TASK PROMPT: Rewrite the lines below as a JSON list of strings, one string per line, and leave out any blank lines.
──────── ENTRIES SHOWN ────────
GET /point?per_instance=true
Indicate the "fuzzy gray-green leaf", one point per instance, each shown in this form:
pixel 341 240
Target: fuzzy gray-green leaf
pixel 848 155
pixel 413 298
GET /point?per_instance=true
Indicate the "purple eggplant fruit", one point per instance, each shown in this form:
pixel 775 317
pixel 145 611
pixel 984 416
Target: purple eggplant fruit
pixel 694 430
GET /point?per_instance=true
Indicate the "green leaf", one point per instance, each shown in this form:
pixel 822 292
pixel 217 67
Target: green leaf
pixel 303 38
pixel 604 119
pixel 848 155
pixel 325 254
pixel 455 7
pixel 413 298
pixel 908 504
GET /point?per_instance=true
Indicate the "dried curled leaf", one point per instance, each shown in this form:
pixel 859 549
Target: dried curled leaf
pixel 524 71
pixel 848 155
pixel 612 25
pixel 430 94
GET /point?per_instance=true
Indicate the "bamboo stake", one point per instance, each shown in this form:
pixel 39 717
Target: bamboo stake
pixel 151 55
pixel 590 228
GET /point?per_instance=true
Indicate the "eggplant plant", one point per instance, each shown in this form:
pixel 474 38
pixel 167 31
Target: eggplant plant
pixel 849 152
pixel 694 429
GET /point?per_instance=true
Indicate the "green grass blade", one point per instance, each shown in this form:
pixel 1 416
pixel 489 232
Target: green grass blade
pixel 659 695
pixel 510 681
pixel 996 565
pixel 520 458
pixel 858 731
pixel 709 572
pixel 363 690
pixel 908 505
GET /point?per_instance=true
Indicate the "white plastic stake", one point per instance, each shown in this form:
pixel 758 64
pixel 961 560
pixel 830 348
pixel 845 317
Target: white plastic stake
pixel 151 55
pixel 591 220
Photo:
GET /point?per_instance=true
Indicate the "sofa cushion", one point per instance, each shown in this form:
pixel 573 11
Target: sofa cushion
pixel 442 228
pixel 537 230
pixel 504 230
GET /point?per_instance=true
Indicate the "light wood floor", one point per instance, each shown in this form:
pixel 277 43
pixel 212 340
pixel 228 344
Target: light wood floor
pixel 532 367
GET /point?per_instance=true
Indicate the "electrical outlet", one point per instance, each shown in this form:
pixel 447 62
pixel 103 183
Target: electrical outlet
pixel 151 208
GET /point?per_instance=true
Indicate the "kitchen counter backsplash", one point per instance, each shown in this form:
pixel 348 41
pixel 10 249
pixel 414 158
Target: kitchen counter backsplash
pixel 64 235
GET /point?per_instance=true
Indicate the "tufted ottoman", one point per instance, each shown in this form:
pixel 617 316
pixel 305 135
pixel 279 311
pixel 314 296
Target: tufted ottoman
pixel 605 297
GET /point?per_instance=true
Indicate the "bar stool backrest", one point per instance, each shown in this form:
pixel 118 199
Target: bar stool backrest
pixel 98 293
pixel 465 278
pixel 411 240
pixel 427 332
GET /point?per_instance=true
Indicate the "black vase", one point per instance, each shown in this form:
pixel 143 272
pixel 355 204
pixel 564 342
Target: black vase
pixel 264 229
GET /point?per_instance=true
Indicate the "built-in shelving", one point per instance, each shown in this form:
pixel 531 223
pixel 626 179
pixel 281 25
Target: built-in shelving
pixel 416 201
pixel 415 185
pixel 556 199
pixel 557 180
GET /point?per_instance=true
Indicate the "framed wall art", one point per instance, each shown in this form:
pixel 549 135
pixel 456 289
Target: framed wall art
────────
FINISHED ANSWER:
[
  "GET /point?per_instance=true",
  "Indicate the \"fuzzy gray-green leaf\", one point per instance, each shown in this form:",
  "pixel 341 240",
  "Target: fuzzy gray-green leaf",
  "pixel 848 155",
  "pixel 413 298",
  "GET /point?per_instance=true",
  "Indicate the \"purple eggplant fruit\", one point per instance, each shown in this form:",
  "pixel 775 317",
  "pixel 145 611",
  "pixel 984 416",
  "Target: purple eggplant fruit",
  "pixel 694 430",
  "GET /point?per_instance=true",
  "Indicate the \"green leaf\", one point per instance, each shown in this form:",
  "pixel 822 292",
  "pixel 217 67",
  "Target: green leaf",
  "pixel 303 38",
  "pixel 604 119",
  "pixel 848 155",
  "pixel 325 254",
  "pixel 455 7",
  "pixel 413 298",
  "pixel 908 504",
  "GET /point?per_instance=true",
  "Indicate the \"dried curled leaf\", one point per instance, each shown in this form:",
  "pixel 859 549",
  "Target: dried curled leaf",
  "pixel 524 71",
  "pixel 848 155",
  "pixel 612 25",
  "pixel 430 94",
  "GET /point?per_instance=true",
  "Indicate the \"bamboo stake\", one point per instance, each shown in this form:",
  "pixel 39 717",
  "Target: bamboo stake",
  "pixel 151 55",
  "pixel 590 228",
  "GET /point?per_instance=true",
  "Indicate the \"eggplant plant\", one point per instance, each shown in this form:",
  "pixel 474 38",
  "pixel 167 31",
  "Target: eggplant plant",
  "pixel 849 152",
  "pixel 694 429",
  "GET /point?per_instance=true",
  "Indicate the \"green grass blade\", one point per instance, each shown in this form:",
  "pixel 1 416",
  "pixel 489 232",
  "Target: green grass blade",
  "pixel 659 695",
  "pixel 510 681",
  "pixel 996 565",
  "pixel 520 458",
  "pixel 858 731",
  "pixel 709 572",
  "pixel 363 690",
  "pixel 908 505",
  "GET /point?per_instance=true",
  "Indicate the \"white plastic stake\", one point per instance, each shown in this form:",
  "pixel 758 64",
  "pixel 961 560",
  "pixel 830 348",
  "pixel 845 317",
  "Target: white plastic stake",
  "pixel 151 55",
  "pixel 591 220",
  "Photo:",
  "GET /point?per_instance=true",
  "Indicate the \"sofa cushion\", one point per instance, each shown in this form:",
  "pixel 573 11",
  "Target: sofa cushion",
  "pixel 442 228",
  "pixel 537 230",
  "pixel 504 230",
  "GET /point?per_instance=true",
  "Indicate the \"light wood floor\", one point per instance, each shown in this form:",
  "pixel 277 43",
  "pixel 212 340",
  "pixel 228 344",
  "Target: light wood floor",
  "pixel 532 367",
  "GET /point?per_instance=true",
  "Indicate the \"electrical outlet\", one point per instance, each shown in this form:",
  "pixel 447 62",
  "pixel 103 183",
  "Target: electrical outlet",
  "pixel 151 208",
  "GET /point?per_instance=true",
  "Indicate the \"kitchen counter backsplash\", one point per instance, each shown in this form:",
  "pixel 348 41",
  "pixel 10 249",
  "pixel 414 158",
  "Target: kitchen counter backsplash",
  "pixel 64 235",
  "GET /point?per_instance=true",
  "Indicate the \"tufted ottoman\", one point per instance, each shown in this form:",
  "pixel 617 316",
  "pixel 305 135",
  "pixel 279 311",
  "pixel 314 296",
  "Target: tufted ottoman",
  "pixel 605 297",
  "GET /point?per_instance=true",
  "Indicate the \"bar stool backrest\", one point per instance, each shown in this form:",
  "pixel 118 199",
  "Target: bar stool backrest",
  "pixel 98 293",
  "pixel 465 278",
  "pixel 411 240",
  "pixel 427 332",
  "GET /point?per_instance=true",
  "Indicate the \"black vase\", one point per instance, each shown in this form:",
  "pixel 143 272",
  "pixel 355 204",
  "pixel 564 342",
  "Target: black vase",
  "pixel 264 229",
  "GET /point?per_instance=true",
  "Indicate the \"built-in shelving\", one point per instance, each shown in this form:",
  "pixel 531 223",
  "pixel 626 179",
  "pixel 281 25",
  "Target: built-in shelving",
  "pixel 416 201",
  "pixel 415 185",
  "pixel 556 199",
  "pixel 557 180",
  "GET /point?per_instance=true",
  "Indicate the \"framed wall art\", one point per instance, each shown in this form:",
  "pixel 549 135",
  "pixel 456 289",
  "Target: framed wall art"
]